INSTRUCTION —
Extract from the listing below every line that contains the string "broom", and copy each such line in full.

EXTRACTED DATA —
■ ■ ■ ■ ■
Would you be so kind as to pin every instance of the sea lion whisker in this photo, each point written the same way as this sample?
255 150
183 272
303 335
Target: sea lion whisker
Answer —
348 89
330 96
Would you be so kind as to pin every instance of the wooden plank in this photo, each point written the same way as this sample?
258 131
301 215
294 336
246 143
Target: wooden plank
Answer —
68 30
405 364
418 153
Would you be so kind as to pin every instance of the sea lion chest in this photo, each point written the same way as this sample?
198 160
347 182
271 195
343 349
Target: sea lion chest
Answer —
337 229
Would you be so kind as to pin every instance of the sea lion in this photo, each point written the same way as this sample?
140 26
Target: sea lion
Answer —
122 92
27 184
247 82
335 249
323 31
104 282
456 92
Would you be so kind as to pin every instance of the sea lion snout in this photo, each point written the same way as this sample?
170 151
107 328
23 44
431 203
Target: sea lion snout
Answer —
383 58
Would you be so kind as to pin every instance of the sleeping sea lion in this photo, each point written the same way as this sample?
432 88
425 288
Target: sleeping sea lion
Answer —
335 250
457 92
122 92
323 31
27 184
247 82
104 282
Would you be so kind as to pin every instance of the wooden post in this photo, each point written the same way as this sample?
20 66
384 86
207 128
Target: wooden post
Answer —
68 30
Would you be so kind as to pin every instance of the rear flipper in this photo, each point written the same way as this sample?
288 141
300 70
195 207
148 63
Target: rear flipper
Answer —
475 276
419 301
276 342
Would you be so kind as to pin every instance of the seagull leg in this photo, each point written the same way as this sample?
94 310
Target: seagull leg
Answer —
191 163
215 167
■ ■ ■ ■ ■
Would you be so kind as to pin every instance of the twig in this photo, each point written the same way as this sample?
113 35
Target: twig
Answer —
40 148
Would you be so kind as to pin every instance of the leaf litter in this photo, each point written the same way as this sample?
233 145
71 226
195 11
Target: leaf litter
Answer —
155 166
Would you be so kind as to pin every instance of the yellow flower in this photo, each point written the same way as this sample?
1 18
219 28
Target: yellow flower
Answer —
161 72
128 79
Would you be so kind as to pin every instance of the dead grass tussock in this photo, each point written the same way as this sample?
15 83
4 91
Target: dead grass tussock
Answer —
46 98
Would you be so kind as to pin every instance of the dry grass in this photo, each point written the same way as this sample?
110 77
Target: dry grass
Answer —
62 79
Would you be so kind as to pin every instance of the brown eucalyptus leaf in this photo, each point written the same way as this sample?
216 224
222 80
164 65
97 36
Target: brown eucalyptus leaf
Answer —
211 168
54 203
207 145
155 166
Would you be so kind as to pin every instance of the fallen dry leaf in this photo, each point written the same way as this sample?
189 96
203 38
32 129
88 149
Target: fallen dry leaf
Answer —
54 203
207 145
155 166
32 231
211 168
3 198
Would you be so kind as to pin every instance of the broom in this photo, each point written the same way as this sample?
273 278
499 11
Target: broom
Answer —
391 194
■ ■ ■ ■ ■
WRITTEN ANSWER —
Would you be so kind as to pin every instance of the broom in this photo, each point written the same way as this sample?
Target: broom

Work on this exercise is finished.